**Input**
━━━━━━━━━━
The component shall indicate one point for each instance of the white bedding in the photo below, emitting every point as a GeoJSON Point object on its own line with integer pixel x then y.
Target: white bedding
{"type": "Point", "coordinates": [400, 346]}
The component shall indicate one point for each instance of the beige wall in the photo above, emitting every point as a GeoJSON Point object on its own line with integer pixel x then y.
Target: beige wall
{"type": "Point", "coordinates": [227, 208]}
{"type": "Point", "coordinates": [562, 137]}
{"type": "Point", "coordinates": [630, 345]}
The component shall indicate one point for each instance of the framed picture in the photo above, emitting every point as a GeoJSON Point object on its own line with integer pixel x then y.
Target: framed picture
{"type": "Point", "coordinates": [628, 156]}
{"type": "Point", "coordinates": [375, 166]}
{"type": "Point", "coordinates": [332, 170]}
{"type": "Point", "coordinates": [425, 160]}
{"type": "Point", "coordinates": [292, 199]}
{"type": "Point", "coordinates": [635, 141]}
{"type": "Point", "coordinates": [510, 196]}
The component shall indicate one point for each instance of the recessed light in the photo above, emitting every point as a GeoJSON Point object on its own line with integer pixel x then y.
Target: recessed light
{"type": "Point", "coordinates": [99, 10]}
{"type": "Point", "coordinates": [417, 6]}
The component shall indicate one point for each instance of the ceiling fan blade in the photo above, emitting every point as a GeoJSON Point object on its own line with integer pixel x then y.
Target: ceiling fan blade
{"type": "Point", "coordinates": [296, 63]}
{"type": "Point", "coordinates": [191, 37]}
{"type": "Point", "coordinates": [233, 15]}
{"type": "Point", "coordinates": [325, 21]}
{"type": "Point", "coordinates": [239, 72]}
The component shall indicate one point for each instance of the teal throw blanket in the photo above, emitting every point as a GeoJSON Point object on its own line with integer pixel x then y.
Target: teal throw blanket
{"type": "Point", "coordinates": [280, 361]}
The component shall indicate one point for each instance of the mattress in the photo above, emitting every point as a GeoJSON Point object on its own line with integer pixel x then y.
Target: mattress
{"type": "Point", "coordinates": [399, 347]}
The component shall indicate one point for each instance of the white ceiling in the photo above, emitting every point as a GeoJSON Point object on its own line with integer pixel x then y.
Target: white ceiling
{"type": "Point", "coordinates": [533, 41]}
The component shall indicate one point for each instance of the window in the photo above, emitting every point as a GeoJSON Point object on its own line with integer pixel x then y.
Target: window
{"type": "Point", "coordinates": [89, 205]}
━━━━━━━━━━
**What to produce**
Copy every record exactly as presented.

**Task solution**
The component shall indicate one point for each instance of the white bedding in the photo below, emitting every point as a GeoJSON Point object on its own line with integer pixel x then y.
Target: white bedding
{"type": "Point", "coordinates": [400, 346]}
The component shall indicate one point for each instance of the beige wall in the photo above, emitting every point as a GeoJSON Point object on its own line with integer pixel x then y.
Target: beige wall
{"type": "Point", "coordinates": [227, 208]}
{"type": "Point", "coordinates": [562, 137]}
{"type": "Point", "coordinates": [630, 345]}
The component shall indicate one point for each instance of the framed picture in the photo above, emitting every point as a GeoJSON Point object on its own line with integer pixel x then y.
Target: framed picture
{"type": "Point", "coordinates": [628, 156]}
{"type": "Point", "coordinates": [375, 166]}
{"type": "Point", "coordinates": [332, 170]}
{"type": "Point", "coordinates": [425, 160]}
{"type": "Point", "coordinates": [292, 199]}
{"type": "Point", "coordinates": [635, 141]}
{"type": "Point", "coordinates": [510, 196]}
The component shall indicate one point for each instance of the recessed light in the photo above, emitting every point as a GeoJSON Point object on its own line with integer pixel x then y.
Target: recessed light
{"type": "Point", "coordinates": [99, 10]}
{"type": "Point", "coordinates": [417, 6]}
The component shall indicate one point for each instance of the ceiling fan blade in the photo above, emitting every point as a GeoJSON Point object on its own line with integer pixel x then y.
Target: ceiling fan blade
{"type": "Point", "coordinates": [296, 63]}
{"type": "Point", "coordinates": [191, 37]}
{"type": "Point", "coordinates": [233, 15]}
{"type": "Point", "coordinates": [325, 21]}
{"type": "Point", "coordinates": [239, 72]}
The component shall indicate one point for each instance of the teal throw blanket in the photo above, emitting every point as a GeoJSON Point object on its own line with integer pixel x then y.
Target: teal throw blanket
{"type": "Point", "coordinates": [280, 361]}
The component shall indicate one point for each instance of the mattress in the photo above, emitting every point as a GeoJSON Point object on its own line with integer pixel x then y.
Target: mattress
{"type": "Point", "coordinates": [399, 347]}
The component shall indicate one point for each instance of the white ceiling in the photo above, emitting every point as a GeoJSON Point object on its own line with integer pixel x then y.
Target: white ceiling
{"type": "Point", "coordinates": [533, 41]}
The component shall indicate one point for each instance of the window in the photo above, emitting every point as a GeoJSON Point object on its own line with integer pixel x then y.
Target: window
{"type": "Point", "coordinates": [89, 205]}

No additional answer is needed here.